_Exercise requirements_
Transcribe the data that follows. Match it character for character.

_Region pointing data_
***
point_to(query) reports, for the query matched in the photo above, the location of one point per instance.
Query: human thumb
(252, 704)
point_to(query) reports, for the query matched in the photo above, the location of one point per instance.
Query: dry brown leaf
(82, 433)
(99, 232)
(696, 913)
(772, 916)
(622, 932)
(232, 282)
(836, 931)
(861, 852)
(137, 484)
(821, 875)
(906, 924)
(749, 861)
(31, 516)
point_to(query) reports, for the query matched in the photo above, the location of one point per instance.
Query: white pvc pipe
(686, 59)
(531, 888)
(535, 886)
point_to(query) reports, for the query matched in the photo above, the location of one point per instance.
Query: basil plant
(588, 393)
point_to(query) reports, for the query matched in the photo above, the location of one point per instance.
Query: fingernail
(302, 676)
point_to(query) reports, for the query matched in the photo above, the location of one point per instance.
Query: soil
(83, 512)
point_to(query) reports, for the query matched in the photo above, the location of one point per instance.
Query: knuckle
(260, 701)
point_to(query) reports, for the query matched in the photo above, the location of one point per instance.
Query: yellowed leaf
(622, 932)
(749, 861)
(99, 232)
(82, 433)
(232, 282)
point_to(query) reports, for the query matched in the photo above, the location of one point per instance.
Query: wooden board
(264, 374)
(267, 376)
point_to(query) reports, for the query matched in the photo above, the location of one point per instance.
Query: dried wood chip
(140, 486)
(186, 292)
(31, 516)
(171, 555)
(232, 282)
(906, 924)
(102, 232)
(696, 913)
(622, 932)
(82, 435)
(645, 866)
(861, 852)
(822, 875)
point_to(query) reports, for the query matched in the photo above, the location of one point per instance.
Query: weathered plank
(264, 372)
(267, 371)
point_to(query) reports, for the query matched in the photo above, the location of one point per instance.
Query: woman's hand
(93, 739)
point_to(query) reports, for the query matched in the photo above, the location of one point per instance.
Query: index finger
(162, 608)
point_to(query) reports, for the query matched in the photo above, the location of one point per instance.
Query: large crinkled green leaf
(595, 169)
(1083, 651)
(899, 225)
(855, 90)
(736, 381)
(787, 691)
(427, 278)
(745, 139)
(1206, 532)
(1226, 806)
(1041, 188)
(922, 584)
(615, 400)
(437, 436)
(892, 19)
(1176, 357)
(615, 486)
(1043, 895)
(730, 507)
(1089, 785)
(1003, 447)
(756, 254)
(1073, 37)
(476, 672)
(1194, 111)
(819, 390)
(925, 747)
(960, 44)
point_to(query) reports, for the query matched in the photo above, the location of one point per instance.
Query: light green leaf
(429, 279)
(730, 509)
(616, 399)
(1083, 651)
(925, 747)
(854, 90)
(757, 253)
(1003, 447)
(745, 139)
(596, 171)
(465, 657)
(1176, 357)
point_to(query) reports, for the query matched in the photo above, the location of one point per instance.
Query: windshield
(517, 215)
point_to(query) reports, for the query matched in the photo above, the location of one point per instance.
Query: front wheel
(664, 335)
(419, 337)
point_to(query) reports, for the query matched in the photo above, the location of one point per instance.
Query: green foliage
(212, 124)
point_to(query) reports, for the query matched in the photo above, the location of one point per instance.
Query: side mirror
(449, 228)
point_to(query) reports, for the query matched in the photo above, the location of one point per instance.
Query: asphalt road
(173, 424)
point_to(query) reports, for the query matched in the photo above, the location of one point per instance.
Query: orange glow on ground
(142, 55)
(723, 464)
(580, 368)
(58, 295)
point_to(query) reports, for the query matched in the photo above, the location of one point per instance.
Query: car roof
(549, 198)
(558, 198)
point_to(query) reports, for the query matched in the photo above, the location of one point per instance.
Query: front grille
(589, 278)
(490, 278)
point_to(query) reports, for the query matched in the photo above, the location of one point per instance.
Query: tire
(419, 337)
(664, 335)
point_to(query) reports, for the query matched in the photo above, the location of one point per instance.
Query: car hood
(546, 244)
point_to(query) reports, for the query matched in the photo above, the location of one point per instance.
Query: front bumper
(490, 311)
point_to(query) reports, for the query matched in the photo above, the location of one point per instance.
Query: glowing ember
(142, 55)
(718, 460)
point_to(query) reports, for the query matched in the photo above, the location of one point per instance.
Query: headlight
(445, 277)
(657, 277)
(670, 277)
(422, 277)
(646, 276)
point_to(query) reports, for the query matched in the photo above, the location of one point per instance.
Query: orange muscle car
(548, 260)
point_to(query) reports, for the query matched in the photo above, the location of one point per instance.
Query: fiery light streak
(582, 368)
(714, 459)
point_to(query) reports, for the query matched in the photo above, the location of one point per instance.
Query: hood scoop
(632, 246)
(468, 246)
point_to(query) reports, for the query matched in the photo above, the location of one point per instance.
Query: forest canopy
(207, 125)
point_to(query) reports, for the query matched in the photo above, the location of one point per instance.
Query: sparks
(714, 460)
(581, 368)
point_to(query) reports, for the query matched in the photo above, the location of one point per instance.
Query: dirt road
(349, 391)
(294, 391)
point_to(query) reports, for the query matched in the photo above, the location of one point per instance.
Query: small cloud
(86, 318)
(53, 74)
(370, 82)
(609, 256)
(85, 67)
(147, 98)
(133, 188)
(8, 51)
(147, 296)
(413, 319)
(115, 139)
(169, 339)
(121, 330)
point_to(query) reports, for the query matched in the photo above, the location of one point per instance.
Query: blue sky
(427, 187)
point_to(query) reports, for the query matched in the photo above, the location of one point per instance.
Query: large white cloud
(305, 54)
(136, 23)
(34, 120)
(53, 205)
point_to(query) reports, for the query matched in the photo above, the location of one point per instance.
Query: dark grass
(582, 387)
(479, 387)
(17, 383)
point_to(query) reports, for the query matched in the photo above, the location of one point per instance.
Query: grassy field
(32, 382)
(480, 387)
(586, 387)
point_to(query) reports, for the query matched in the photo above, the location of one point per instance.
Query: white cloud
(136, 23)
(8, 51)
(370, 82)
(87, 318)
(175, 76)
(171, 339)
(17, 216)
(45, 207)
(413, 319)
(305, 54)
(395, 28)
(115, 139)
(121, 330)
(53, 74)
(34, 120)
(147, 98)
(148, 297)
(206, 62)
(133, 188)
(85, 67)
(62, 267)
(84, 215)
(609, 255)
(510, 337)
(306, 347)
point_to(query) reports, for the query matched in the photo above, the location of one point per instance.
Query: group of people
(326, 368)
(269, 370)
***
_The answer_
point_to(query) reports, for the query matched in the photo above, the location of one point per instance.
Query: human thumb
(252, 704)
point_to(query) reports, for the query matched in the photo above, the location of one point per instance.
Query: dry brown leaf
(82, 433)
(99, 232)
(696, 913)
(772, 916)
(622, 932)
(232, 282)
(836, 931)
(861, 852)
(137, 484)
(821, 875)
(906, 924)
(749, 861)
(31, 516)
point_to(query) reports, for the query matched in the photo above, the location of one point per instance.
Query: white pvc pipe
(686, 59)
(531, 888)
(535, 886)
point_to(query) reports, for the query matched in the photo above, the location of one point per instance.
Query: basil plant
(588, 393)
point_to(query) reports, for the query matched in the photo above, the location of one point per instance.
Query: fingernail
(302, 676)
point_to(query) reports, for the query matched in the photo above, the location of one point per instance.
Query: soil
(83, 512)
point_to(query) reports, for the query matched in the photo above, the location of one point per instance.
Query: knuckle
(260, 701)
point_to(query) reports, for the query matched in the photo above, the location of one point per instance.
Query: yellowed leaf
(622, 932)
(749, 861)
(99, 232)
(82, 433)
(232, 282)
point_to(query) reports, for the query matched in the photo above, the location of one point per instance.
Query: wooden board
(264, 374)
(267, 376)
point_to(query) reports, for the query matched in the photo above, the location of one point per instance.
Query: dried wood chip
(140, 486)
(186, 292)
(31, 516)
(171, 555)
(232, 282)
(906, 924)
(102, 232)
(696, 913)
(622, 932)
(82, 435)
(645, 866)
(861, 852)
(822, 875)
point_to(query) reports, for the query matched in the photo above, the location of one point per instance.
Query: weathered plank
(264, 372)
(267, 371)
point_to(query) reports, for the query matched in the photo above, the location of one point per instance.
Query: woman's hand
(93, 739)
point_to(query) reports, for the query matched in the photo above, the location of one point per instance.
Query: index finger
(162, 608)
point_to(query) reports, for the query matched in the photo above, the location of one point per instance.
Query: large crinkled green leaf
(595, 169)
(1083, 651)
(899, 225)
(855, 90)
(736, 381)
(787, 691)
(427, 278)
(745, 139)
(1206, 532)
(1226, 806)
(1041, 188)
(922, 584)
(615, 400)
(437, 436)
(892, 19)
(1176, 357)
(615, 486)
(1043, 895)
(730, 507)
(1089, 785)
(1003, 447)
(756, 254)
(1073, 37)
(476, 672)
(1194, 111)
(819, 390)
(925, 747)
(960, 44)
point_to(query) reports, for the query matched in the photo above, the location of one point per instance.
Query: light green leaf
(429, 279)
(730, 509)
(616, 399)
(1083, 651)
(925, 747)
(854, 90)
(757, 253)
(1003, 447)
(745, 139)
(596, 171)
(465, 657)
(1176, 357)
point_to(query) reports, for the query matched in the photo above, the location of one point per instance.
Query: windshield
(517, 215)
point_to(query) reports, for the query matched in the photo above, the location of one point per instance.
Query: front wheel
(664, 335)
(419, 337)
point_to(query) reports, for the query matched in the photo above, the location of one point per instance.
Query: green foliage
(212, 124)
point_to(query) reports, for the query matched in the photo above, the location of one point per instance.
Query: side mirror
(449, 228)
point_to(query) reports, for the query matched in the photo above, the location of one point per instance.
Query: asphalt road
(173, 424)
point_to(query) reports, for the query matched in the photo above, the location of one point per instance.
Query: orange glow on ground
(142, 55)
(723, 464)
(580, 368)
(58, 295)
point_to(query) reports, for the query matched in the photo above, the location of one point per instance.
Query: car roof
(549, 198)
(558, 198)
point_to(query) reports, for the query matched in the photo above, the location of one point per instance.
Query: front grille
(589, 278)
(490, 278)
point_to(query) reports, for the query matched in the photo above, the location of one point per instance.
Query: tire
(419, 337)
(664, 335)
point_to(query) reports, for the query matched in the photo above, the location of one point per instance.
Query: car hood
(546, 244)
point_to(query) reports, for the query matched in the photo above, the location of one point per instance.
Query: front bumper
(490, 311)
point_to(query) reports, for the query matched in the photo above, the location of one point per instance.
Query: glowing ember
(142, 55)
(718, 460)
point_to(query) reports, for the query matched in the photo above, the location of one point per instance.
Query: headlight
(445, 277)
(657, 277)
(670, 277)
(422, 277)
(646, 276)
point_to(query) reports, for the query matched in the photo above, the location of one point per instance.
Query: orange muscle car
(548, 260)
point_to(query) reports, for the query matched in the photo above, the location of one point per instance.
Query: fiery light streak
(582, 368)
(714, 459)
point_to(query) reports, for the query matched in the photo above, the location of one point per instance.
Query: hood scoop
(632, 246)
(468, 246)
point_to(query) reports, for the query matched in the photo above, the location of one point per instance.
Query: forest canopy
(207, 125)
point_to(query) reports, for the query matched in the photo above, the location of one point per instance.
Query: sparks
(714, 460)
(581, 368)
point_to(query) reports, for the query matched in the photo above, the location of one point per instance.
Query: dirt road
(349, 391)
(294, 391)
point_to(query) reports, for the query matched in the photo above, the location of one point per instance.
Query: small cloud
(86, 318)
(53, 74)
(370, 82)
(609, 256)
(85, 67)
(147, 98)
(133, 188)
(8, 51)
(147, 296)
(413, 319)
(115, 139)
(169, 339)
(121, 330)
point_to(query) reports, for the query matched in the photo above, the location of one point per instance.
Query: blue sky
(427, 187)
point_to(query) reports, for the query matched in the photo above, the location of one point per instance.
Query: large white cloud
(305, 54)
(136, 23)
(34, 120)
(53, 205)
point_to(query) reports, for the query matched in the photo above, the location of one point per instance.
Query: dark grass
(582, 387)
(479, 387)
(17, 383)
point_to(query) reports, for the query matched in the photo above, the location of one point per instance.
Query: grassy field
(32, 382)
(480, 387)
(586, 387)
point_to(query) reports, for the query matched in the photo above, the location of one point per instance.
Query: white cloud
(136, 23)
(8, 51)
(370, 82)
(87, 318)
(175, 76)
(171, 339)
(17, 216)
(45, 207)
(413, 319)
(305, 54)
(395, 28)
(115, 139)
(121, 330)
(53, 74)
(34, 120)
(147, 98)
(148, 297)
(206, 62)
(133, 188)
(85, 67)
(62, 267)
(84, 215)
(609, 255)
(510, 337)
(306, 347)
point_to(query) reports, for the query matched in the photo above, the location of one point per instance.
Query: group of people
(326, 368)
(269, 370)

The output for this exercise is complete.